*ACTIVITY:* Repeat each entry verbatim.

Saved data entries:

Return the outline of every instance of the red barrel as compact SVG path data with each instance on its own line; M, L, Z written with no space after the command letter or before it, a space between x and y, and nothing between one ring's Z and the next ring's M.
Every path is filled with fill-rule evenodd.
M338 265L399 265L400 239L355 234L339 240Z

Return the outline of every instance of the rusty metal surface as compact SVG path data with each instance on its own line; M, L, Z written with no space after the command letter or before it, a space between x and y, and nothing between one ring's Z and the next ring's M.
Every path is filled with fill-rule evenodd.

*RESULT OF THIS TASK:*
Return the outline of every instance of the red barrel as compact SVG path data with each instance on its own line; M, L, Z written with no space after the command letter or before it, a space between x and y, and nothing between one ring's Z and the next ring's M.
Every path is filled with fill-rule evenodd.
M338 265L399 265L400 239L355 234L339 240Z

Return the outline of every instance of the rusty metal surface as compact SVG path data with each instance on its own line; M, L, Z written with no space after the command letter or before it, a space between x and y, and nothing between one ring's Z and the next ring's M.
Every path is filled with fill-rule evenodd.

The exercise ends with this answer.